> _練習任務_
1: 根據關於 cgroup 核心程式碼的節選,mount 時如果沒有用 -o 參數指定 subsys,會怎麼處理?
2: 請從關於 cgroup 核心程式碼的節選最後一行之後接著往下寫。

在mount的過程中指定該hierarchy對應的subsys信息,由-o參數指定,如果不指定則默認所有支持的subsys
    unsigned int subsys_mask;

    /* Unique id for this hierarchy. */
    int hierarchy_id;

    /* The root cgroup.  Root is destroyed on its release. */
    struct cgroup cgrp;

    /* Number of cgroups in the hierarchy, used only for /proc/cgroups */
    atomic_t nr_cgrps;

    /* Wait while cgroups are being destroyed */

何時?觸發條件(rm刪除?)
    wait_queue_head_t wait;

    /* A list running through the active hierarchies */

所有的hierarchy被鏈接起來
    struct list_head root_list;

    /* Hierarchy-specific flags */
    unsigned int flags;

    /* IDs for cgroups in this hierarchy */
    struct idr cgroup_idr;

    /* The path to use for release notifications. */

notify_on_release爲1時,cgroup被釋放則執行agent程序,此處爲agent的路徑
    char release_agent_path[PATH_MAX];

    /* The name for this hierarchy - may be empty */
    char name[MAX_CGROUP_ROOT_NAMELEN];
};

 

在start_kernel最早期開始調用

/**
 * cgroup_init_early - cgroup initialization at system boot
 *
 * Initialize cgroups at system boot, and initialize any
 * subsystems that request early init.
 */
int __init cgroup_init_early(void)

> _資料集內容_
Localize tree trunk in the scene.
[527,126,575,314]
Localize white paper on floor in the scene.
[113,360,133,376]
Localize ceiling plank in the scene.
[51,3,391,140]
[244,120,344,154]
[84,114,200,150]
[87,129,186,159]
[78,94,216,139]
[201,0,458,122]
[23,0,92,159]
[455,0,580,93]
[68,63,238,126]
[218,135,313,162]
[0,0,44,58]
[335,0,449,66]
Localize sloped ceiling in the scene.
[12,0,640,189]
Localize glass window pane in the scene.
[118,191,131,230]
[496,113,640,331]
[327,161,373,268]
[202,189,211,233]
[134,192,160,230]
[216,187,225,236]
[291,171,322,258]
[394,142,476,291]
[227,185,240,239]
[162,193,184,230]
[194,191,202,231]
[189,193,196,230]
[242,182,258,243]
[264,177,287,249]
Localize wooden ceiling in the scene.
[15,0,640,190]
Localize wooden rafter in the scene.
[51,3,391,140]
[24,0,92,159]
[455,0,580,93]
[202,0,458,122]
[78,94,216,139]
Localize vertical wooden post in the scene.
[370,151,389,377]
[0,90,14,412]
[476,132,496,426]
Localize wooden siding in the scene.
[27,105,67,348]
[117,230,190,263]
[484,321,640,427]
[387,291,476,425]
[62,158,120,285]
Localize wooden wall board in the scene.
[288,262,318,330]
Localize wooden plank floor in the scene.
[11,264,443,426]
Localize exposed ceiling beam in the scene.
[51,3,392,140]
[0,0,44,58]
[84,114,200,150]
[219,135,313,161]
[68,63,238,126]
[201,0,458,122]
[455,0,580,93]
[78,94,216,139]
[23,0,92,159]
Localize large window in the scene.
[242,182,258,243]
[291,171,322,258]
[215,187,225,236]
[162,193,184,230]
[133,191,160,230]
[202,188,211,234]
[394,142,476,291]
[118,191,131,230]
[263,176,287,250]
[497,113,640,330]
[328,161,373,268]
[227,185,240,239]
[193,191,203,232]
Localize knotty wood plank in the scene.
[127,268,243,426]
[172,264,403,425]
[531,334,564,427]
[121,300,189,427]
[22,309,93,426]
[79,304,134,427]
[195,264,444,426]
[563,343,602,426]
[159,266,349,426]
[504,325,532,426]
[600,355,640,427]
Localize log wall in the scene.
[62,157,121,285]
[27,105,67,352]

* * *

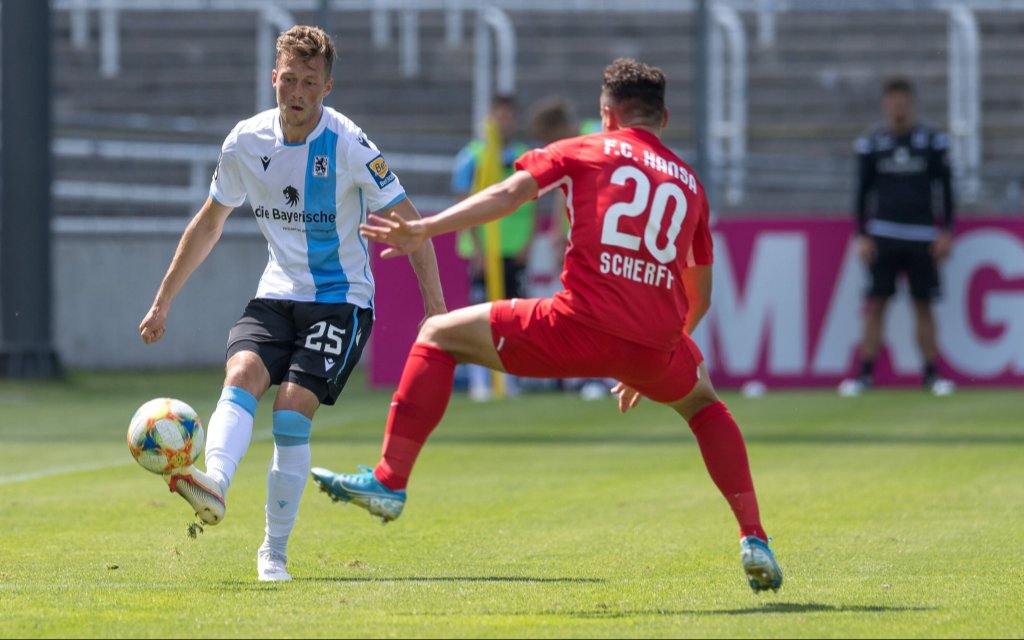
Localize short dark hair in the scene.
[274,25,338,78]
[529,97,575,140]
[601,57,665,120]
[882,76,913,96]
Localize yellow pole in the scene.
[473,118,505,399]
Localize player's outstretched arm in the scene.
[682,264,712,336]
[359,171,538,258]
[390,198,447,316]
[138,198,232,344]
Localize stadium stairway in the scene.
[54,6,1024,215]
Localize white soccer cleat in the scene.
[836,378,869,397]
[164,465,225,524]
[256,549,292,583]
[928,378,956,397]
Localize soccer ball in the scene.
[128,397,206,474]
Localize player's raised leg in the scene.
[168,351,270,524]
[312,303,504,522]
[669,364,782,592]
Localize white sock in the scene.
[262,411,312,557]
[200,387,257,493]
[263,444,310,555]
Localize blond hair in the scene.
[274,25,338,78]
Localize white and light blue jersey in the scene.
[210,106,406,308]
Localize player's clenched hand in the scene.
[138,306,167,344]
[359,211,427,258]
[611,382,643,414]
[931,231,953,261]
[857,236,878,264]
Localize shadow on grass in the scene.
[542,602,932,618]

> _練習答案_
1: 默認使用所有支持的 subsys。

2:
{
    static struct cgroup_sb_opts __initdata opts;
    struct cgroup_subsys *ss;
    int i;

    init_cgroup_root(&cgrp_dfl_root, &opts);

注意此處的flags設置,該flags設置到cgroup_root的cgroup元素的cgroup_subsys_state的flag標識上,struct cgroup_subsys_state self爲每個cgroup的默認內部私有成員,其struct cgroup_subsys *ss爲NULL

/* bits in struct cgroup_subsys_state flags field */
enum {
    CSS_NO_REF    = (1 << 0), /* no reference counting for this css */
    CSS_ONLINE    = (1 << 1), /* between ->css_online() and ->css_offline() */
    CSS_RELEASED    = (1 << 2), /* refcnt reached zero, released */
};

    cgrp_dfl_root.cgrp.self.flags |= CSS_NO_REF;

init_task的css_set指向init_css_set

    RCU_INIT_POINTER(init_task.cgroups, &init_css_set);

    for_each_subsys(ss, i) {
        WARN(!ss->css_alloc || !ss->css_free || ss->name || ss->id,
             "invalid cgroup_subsys %d:%s css_alloc=%p css_free=%p name:id=%d:%s\n",
             i, cgroup_subsys_name[i], ss->css_alloc, ss->css_free,
             ss->id, ss->name);
        WARN(strlen(cgroup_subsys_name[i]) > MAX_CGROUP_TYPE_NAMELEN,
             "cgroup_subsys_name %s too long\n", cgroup_subsys_name[i]);

        ss->id = i;
        ss->name = cgroup_subsys_name[i];
        if (!ss->legacy_name)
            ss->legacy_name = cgroup_subsys_name[i];

        if (ss->early_init)
            cgroup_init_subsys(ss, true);
    }
    return 0;
}



/*
 * The default css_set - used by init and its children prior to any
 * hierarchies being mounted. It contains a pointer to the root state
 * for each subsystem. Also used to anchor the list of css_sets. Not
 * reference-counted, to improve performance when child cgroups
 * haven't been created.
 */
struct css_set init_css_set = {
    .refcount        = ATOMIC_INIT(1),
    .cgrp_links        = LIST_HEAD_INIT(init_css_set.cgrp_links),
    .tasks            = LIST_HEAD_INIT(init_css_set.tasks),
    .mg_tasks        = LIST_HEAD_INIT(init_css_set.mg_tasks),
    .mg_preload_node    = LIST_HEAD_INIT(init_css_set.mg_preload_node),
    .mg_node        = LIST_HEAD_INIT(init_css_set.mg_node),
    .task_iters        = LIST_HEAD_INIT(init_css_set.task_iters),
};


static void __init cgroup_init_subsys(struct cgroup_subsys *ss, bool early)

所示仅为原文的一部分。